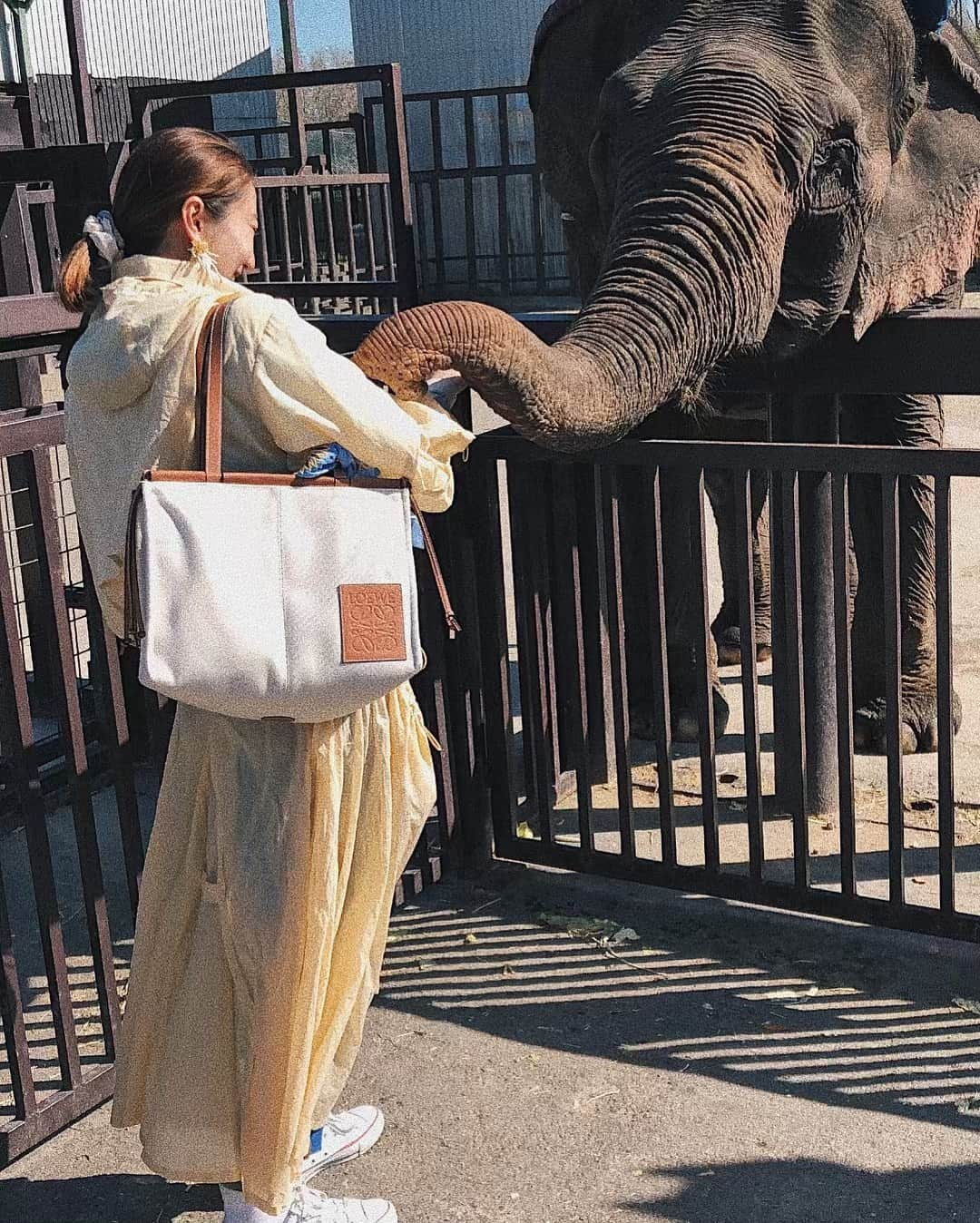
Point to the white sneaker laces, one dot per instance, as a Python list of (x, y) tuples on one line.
[(311, 1206)]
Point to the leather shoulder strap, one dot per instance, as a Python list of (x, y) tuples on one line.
[(210, 364)]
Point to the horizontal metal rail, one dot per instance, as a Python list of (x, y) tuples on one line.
[(935, 352)]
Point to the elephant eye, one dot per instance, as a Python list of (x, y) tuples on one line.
[(833, 175)]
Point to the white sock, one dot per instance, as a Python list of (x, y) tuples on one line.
[(239, 1211)]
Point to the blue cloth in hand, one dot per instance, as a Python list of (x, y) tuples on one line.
[(336, 460)]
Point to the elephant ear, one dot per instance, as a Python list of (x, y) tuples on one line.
[(579, 43), (926, 235)]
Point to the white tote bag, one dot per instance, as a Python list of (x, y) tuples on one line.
[(270, 597)]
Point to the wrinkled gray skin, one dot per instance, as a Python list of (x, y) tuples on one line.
[(740, 174)]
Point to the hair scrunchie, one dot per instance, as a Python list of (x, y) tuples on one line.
[(102, 231)]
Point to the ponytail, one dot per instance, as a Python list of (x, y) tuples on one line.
[(161, 174), (83, 277)]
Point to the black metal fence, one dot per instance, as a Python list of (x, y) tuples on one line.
[(485, 228), (339, 242), (540, 686)]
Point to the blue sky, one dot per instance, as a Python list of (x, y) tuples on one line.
[(323, 24)]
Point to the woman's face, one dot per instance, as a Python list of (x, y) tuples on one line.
[(232, 236)]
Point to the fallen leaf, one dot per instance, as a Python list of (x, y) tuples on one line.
[(579, 927)]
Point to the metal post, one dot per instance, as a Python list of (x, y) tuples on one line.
[(81, 86), (296, 122), (400, 183), (815, 418)]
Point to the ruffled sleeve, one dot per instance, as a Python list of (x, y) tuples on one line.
[(309, 396)]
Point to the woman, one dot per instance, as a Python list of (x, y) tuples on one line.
[(276, 846)]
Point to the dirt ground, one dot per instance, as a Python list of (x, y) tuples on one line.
[(730, 1065), (727, 1067)]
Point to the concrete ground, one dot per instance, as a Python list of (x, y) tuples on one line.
[(733, 1065), (730, 1067)]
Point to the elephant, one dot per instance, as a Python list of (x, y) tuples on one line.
[(737, 178)]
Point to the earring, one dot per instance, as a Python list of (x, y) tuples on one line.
[(202, 256)]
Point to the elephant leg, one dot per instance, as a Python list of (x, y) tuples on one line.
[(906, 421), (726, 629), (681, 612)]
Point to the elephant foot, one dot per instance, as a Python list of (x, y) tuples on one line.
[(920, 726), (684, 723), (730, 647)]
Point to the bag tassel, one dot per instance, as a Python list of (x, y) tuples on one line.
[(452, 622), (132, 614)]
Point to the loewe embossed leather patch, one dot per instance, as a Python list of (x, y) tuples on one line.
[(372, 624)]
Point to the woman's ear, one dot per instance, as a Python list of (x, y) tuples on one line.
[(926, 235), (192, 217)]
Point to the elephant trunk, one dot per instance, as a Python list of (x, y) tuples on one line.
[(691, 273)]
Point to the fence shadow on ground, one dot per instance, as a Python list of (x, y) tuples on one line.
[(808, 1191), (108, 1199), (820, 1011)]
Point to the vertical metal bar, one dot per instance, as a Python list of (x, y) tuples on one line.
[(652, 516), (503, 219), (495, 653), (90, 864), (371, 134), (705, 690), (11, 1013), (845, 689), (467, 192), (27, 229), (328, 210), (796, 739), (296, 125), (437, 193), (312, 264), (116, 737), (372, 262), (397, 171), (431, 688), (351, 247), (945, 695), (538, 236), (531, 589), (81, 86), (741, 484), (17, 730), (611, 533), (569, 626), (892, 613), (263, 235)]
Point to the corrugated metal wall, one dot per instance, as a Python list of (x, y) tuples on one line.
[(464, 45), (448, 44), (146, 41)]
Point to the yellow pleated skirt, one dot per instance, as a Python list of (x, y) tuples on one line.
[(262, 924)]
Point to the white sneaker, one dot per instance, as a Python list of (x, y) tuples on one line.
[(343, 1138), (311, 1206)]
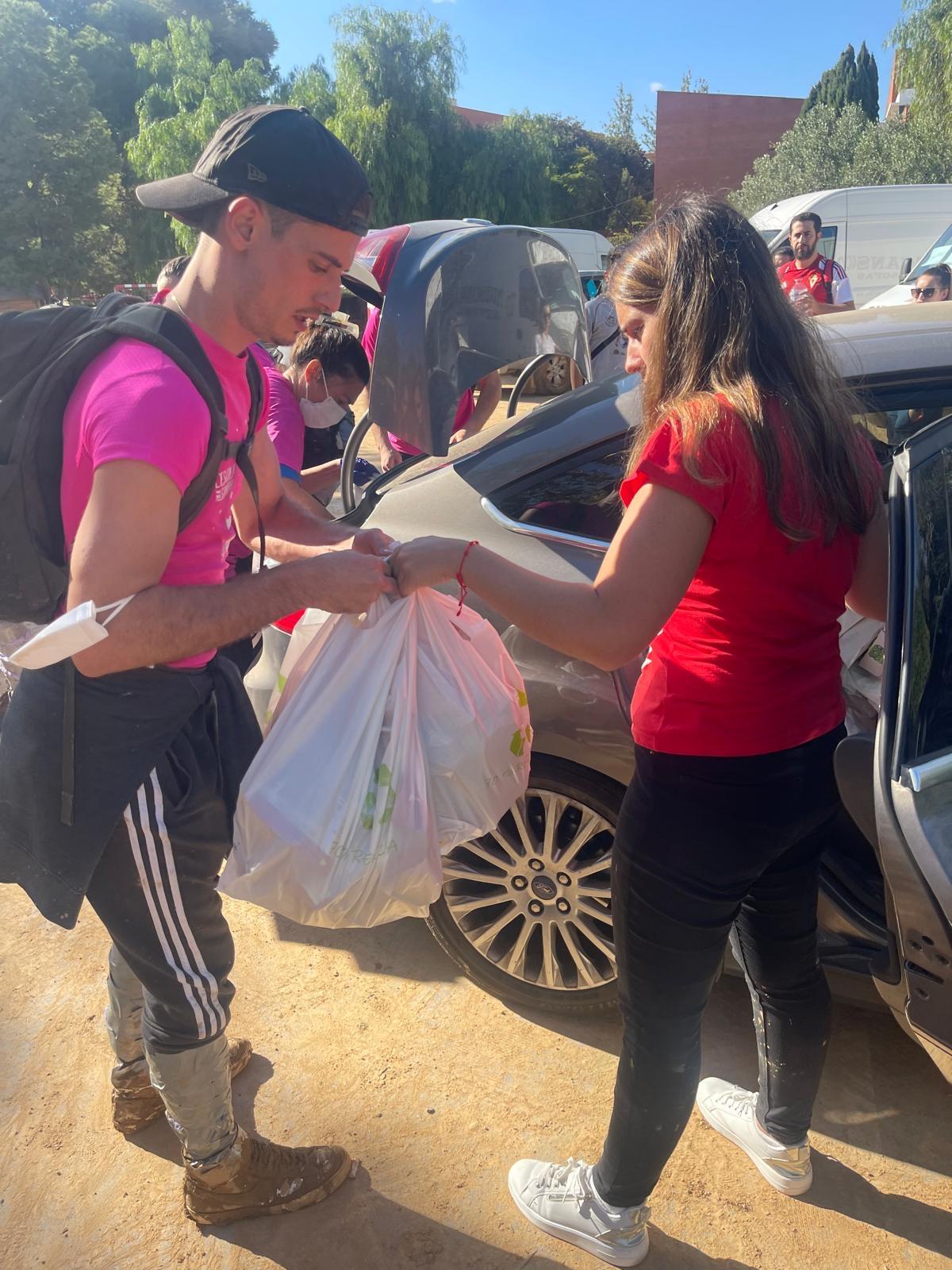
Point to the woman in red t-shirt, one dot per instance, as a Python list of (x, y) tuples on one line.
[(752, 516)]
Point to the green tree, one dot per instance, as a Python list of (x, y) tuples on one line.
[(854, 80), (505, 175), (395, 83), (236, 32), (869, 82), (923, 44), (596, 178), (689, 84), (59, 165), (621, 121), (828, 149), (310, 87), (190, 95)]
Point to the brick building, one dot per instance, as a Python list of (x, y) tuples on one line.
[(708, 143)]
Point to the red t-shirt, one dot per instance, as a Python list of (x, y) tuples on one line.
[(825, 279), (748, 664)]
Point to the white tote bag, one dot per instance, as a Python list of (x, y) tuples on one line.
[(395, 738)]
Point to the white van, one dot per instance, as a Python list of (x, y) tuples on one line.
[(587, 248), (873, 232), (939, 253)]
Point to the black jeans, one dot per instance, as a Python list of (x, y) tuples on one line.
[(704, 845)]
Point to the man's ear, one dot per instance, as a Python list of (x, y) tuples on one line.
[(243, 222)]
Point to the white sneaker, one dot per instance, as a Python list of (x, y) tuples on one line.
[(733, 1111), (562, 1200)]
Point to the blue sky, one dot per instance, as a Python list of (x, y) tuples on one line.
[(569, 57)]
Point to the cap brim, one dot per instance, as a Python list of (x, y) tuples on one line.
[(183, 197), (359, 279)]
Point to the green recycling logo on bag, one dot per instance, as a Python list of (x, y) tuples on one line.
[(382, 778)]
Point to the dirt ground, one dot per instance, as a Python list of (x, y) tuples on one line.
[(370, 1038)]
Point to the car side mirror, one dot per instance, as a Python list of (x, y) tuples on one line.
[(854, 765)]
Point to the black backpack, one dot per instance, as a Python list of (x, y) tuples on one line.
[(42, 355)]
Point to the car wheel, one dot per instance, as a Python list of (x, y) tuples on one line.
[(551, 379), (526, 911)]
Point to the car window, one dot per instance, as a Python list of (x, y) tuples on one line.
[(898, 413), (930, 721), (578, 495)]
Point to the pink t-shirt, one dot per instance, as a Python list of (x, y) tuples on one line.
[(286, 423), (133, 403), (463, 412)]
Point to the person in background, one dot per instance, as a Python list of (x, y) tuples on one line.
[(816, 283), (171, 272), (733, 564), (474, 412), (933, 285), (607, 343), (327, 374)]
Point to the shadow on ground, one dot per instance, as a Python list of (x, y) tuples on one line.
[(371, 1232), (404, 949), (880, 1091)]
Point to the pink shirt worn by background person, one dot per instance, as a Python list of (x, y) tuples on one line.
[(463, 412), (285, 423), (277, 419), (133, 403)]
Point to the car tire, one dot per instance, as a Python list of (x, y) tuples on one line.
[(473, 905), (551, 379)]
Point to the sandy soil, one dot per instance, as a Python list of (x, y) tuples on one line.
[(371, 1039)]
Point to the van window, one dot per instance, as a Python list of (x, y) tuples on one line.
[(939, 253), (930, 724), (828, 241), (898, 413)]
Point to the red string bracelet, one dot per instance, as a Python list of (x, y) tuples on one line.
[(463, 588)]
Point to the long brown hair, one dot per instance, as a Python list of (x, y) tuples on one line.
[(725, 329)]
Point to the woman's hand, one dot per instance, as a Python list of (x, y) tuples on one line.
[(425, 563)]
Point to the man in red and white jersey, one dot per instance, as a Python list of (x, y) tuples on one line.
[(816, 283)]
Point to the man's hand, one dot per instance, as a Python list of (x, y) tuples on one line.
[(389, 457), (342, 582), (427, 563), (374, 543), (805, 304)]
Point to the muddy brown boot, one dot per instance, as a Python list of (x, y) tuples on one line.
[(136, 1104), (258, 1179)]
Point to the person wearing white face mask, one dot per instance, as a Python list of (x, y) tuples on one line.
[(327, 372)]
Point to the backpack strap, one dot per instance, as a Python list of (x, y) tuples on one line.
[(606, 342), (165, 330), (168, 332), (243, 455)]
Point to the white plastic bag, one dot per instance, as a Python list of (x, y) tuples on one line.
[(395, 738)]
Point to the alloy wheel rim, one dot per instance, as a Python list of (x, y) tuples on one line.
[(533, 897)]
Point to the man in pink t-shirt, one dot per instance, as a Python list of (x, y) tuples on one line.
[(156, 723)]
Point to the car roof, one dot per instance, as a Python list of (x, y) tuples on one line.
[(869, 346), (890, 342)]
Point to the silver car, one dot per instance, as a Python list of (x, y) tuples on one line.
[(527, 911)]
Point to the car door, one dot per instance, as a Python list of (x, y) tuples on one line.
[(913, 774)]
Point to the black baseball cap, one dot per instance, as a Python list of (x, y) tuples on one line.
[(279, 154)]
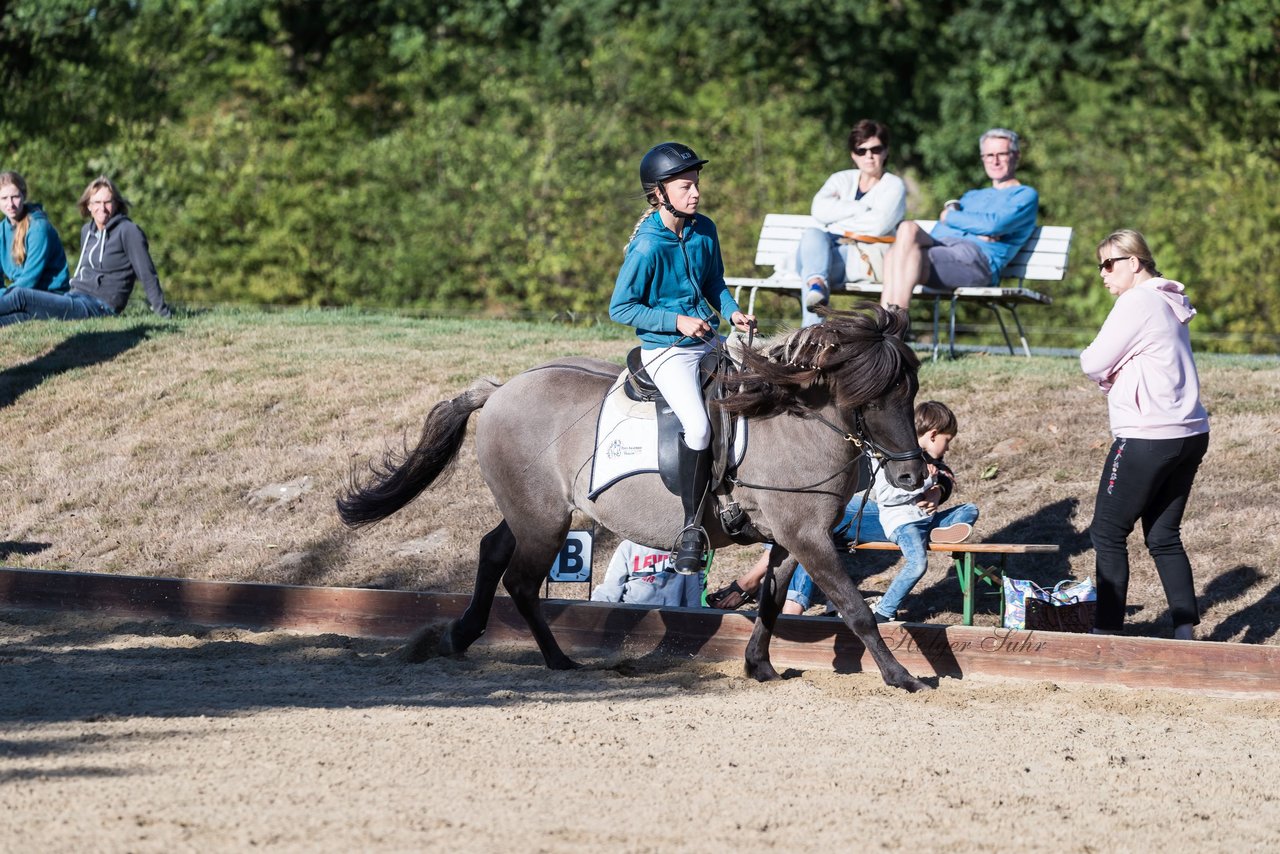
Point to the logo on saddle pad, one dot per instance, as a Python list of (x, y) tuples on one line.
[(627, 442), (617, 450)]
================================
■ **Written task**: Quote the lines above word for word, from the start through the line that contains "[(336, 460)]", and leave the pictures out.

■ **Response**:
Point to the white sneaker laces, one dot per instance, as a Python list of (x, y) tuples on one line.
[(311, 1206)]
Point to the leather shoulder strap, one dot per instance, as a Python list of (x, y) tuples on one line.
[(210, 364)]
Point to the horizontal metal rail, one dot per instance, as a Python list of (x, y) tuples on one line.
[(935, 352)]
Point to the elephant eye, one dot per instance, as a Python list of (x, y) tuples on one line.
[(833, 175)]
Point to the white sock, one dot per instance, as a Python list of (x, y) tuples on one line.
[(239, 1211)]
Point to the blue cloth in hand, one dot per instance, as a Python list of (x, y) tuples on one line.
[(336, 460)]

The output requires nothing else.